### [Text]
=-=-=-=-=
Finally a third big truth is that Bill Miller was right: history looks different. For the Christian history is not something that happens to somebody else, at some other time and in some other place---its about us, now, and our decisions, especially about love ---for in the end the price of freedom is that love is a decision-----we are responsible. Nor is the center of history where we thought it was. The writer Norman Mailer in his great book of the 1960s about a march on the Pentagon felt the center move that day from that building to a jail cell holding a dozen obscure Quaker peacemakers. Think again of September 11----------mass murderers turned history, but so, perhaps, did selfless fireman and innumerable heroes and heroines who, when their moment of truth came, spoke in acts of selfless love. A big claim then about love and solidarity: we are talking not about personal matters alone but about the meaning of human history----love matters.
For me that faith in love is embedded in another story, the story of American Catholicism. I tell that story as an unreconstructed Americanist, regarding it as a story not just of Americanization, that ambiguous process of adaptation to our society which disturbs so many of our deep thinkers. No, our forebears did not experience passive adaptation but positive self- making. Ours is a story of genuine, which is to say human and ambiguous, liberation. In a few generations poor, marginalized and despised peasants became----you and me. The becoming was intentional, and it was often fueled by love. Families gave meaning to suffering and sacrifice through hope for their children. In their churches folk memories were brought to bear on new aspirations. And, for many, aspirations for freedom, security and respect were indeed fulfilled. Liberation, of its very nature, brings with it new freedom, and freedom's partner, responsibility. We can, if we choose, take our responsible place with others at the center of our society, and renew and reform our church in ways appropriate to that new location. If the journey ends instead in a new captivity, as many fear, captivity to materialism or individualism, the so-called "culture of death," if we fail to fulfill the promise of American Catholic life but choose instead to reconstruct separate Catholic subcultures, that will be our choice, and our responsibility.
=-=-=-=-=
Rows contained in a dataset
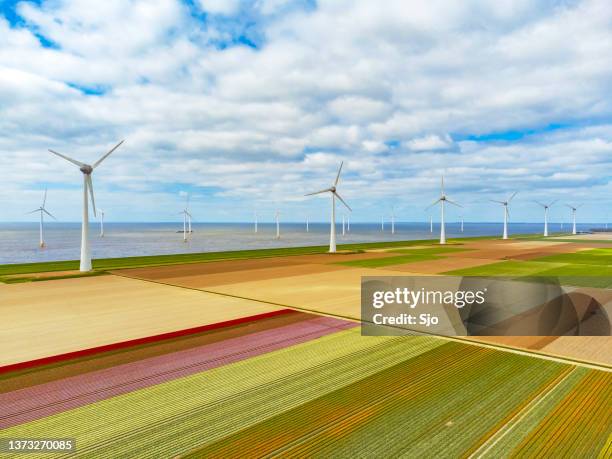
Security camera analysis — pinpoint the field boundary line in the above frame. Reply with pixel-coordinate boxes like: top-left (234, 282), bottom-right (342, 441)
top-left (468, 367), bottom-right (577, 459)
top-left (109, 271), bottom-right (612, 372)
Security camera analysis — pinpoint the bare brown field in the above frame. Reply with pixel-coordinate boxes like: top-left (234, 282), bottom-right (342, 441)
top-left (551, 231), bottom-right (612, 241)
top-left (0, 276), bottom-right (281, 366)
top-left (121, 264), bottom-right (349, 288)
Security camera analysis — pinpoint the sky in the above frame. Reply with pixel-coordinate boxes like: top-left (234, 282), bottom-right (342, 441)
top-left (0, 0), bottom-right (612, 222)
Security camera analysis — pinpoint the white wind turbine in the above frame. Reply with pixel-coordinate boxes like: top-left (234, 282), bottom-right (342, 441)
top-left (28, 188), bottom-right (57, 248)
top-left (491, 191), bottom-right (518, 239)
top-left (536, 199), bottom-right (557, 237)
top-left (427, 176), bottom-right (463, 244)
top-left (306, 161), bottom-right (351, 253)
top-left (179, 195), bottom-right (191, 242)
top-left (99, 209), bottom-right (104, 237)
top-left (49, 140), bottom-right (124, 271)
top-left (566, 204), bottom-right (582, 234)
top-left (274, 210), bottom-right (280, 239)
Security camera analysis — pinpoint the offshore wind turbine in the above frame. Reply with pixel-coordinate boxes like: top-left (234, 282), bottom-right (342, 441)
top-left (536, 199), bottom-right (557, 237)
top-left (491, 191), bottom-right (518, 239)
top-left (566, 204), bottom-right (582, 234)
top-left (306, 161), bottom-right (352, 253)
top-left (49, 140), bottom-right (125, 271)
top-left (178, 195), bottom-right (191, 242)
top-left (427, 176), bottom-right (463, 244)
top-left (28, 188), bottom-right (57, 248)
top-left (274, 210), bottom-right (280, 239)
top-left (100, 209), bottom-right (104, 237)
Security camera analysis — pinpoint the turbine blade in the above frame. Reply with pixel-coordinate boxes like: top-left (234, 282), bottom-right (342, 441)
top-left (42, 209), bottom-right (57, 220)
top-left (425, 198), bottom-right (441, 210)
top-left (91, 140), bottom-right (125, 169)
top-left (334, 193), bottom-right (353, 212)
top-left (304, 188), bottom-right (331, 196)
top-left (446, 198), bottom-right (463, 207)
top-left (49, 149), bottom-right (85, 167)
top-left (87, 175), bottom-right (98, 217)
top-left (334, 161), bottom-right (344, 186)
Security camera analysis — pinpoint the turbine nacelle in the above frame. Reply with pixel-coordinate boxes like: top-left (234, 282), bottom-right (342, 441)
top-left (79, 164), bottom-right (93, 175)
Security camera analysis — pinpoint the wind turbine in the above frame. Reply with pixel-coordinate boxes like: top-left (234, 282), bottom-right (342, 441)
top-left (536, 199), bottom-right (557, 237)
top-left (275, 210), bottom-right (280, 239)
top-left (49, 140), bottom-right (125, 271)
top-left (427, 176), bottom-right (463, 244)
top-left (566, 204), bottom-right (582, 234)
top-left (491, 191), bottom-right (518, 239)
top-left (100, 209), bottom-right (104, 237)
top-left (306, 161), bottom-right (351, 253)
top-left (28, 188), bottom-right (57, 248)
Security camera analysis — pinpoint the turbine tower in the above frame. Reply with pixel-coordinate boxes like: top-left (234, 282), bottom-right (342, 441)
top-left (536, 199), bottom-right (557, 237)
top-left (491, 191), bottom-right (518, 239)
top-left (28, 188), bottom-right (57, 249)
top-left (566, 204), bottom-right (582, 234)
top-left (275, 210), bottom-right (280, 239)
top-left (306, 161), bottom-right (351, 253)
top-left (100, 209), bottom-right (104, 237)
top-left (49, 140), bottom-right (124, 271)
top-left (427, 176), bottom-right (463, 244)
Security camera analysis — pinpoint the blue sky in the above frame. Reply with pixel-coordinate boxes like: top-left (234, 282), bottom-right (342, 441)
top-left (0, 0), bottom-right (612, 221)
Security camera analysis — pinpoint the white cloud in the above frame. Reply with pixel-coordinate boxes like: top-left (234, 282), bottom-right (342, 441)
=-=-=-=-=
### [What the exercise asks]
Copy out the entire passage on love, history and American Catholicism word for word, with nothing left out or changed.

### [Your solution]
Finally a third big truth is that Bill Miller was right: history looks different. For the Christian history is not something that happens to somebody else, at some other time and in some other place---its about us, now, and our decisions, especially about love ---for in the end the price of freedom is that love is a decision-----we are responsible. Nor is the center of history where we thought it was. The writer Norman Mailer in his great book of the 1960s about a march on the Pentagon felt the center move that day from that building to a jail cell holding a dozen obscure Quaker peacemakers. Think again of September 11----------mass murderers turned history, but so, perhaps, did selfless fireman and innumerable heroes and heroines who, when their moment of truth came, spoke in acts of selfless love. A big claim then about love and solidarity: we are talking not about personal matters alone but about the meaning of human history----love matters.
For me that faith in love is embedded in another story, the story of American Catholicism. I tell that story as an unreconstructed Americanist, regarding it as a story not just of Americanization, that ambiguous process of adaptation to our society which disturbs so many of our deep thinkers. No, our forebears did not experience passive adaptation but positive self- making. Ours is a story of genuine, which is to say human and ambiguous, liberation. In a few generations poor, marginalized and despised peasants became----you and me. The becoming was intentional, and it was often fueled by love. Families gave meaning to suffering and sacrifice through hope for their children. In their churches folk memories were brought to bear on new aspirations. And, for many, aspirations for freedom, security and respect were indeed fulfilled. Liberation, of its very nature, brings with it new freedom, and freedom's partner, responsibility. We can, if we choose, take our responsible place with others at the center of our society, and renew and reform our church in ways appropriate to that new location. If the journey ends instead in a new captivity, as many fear, captivity to materialism or individualism, the so-called "culture of death," if we fail to fulfill the promise of American Catholic life but choose instead to reconstruct separate Catholic subcultures, that will be our choice, and our responsibility.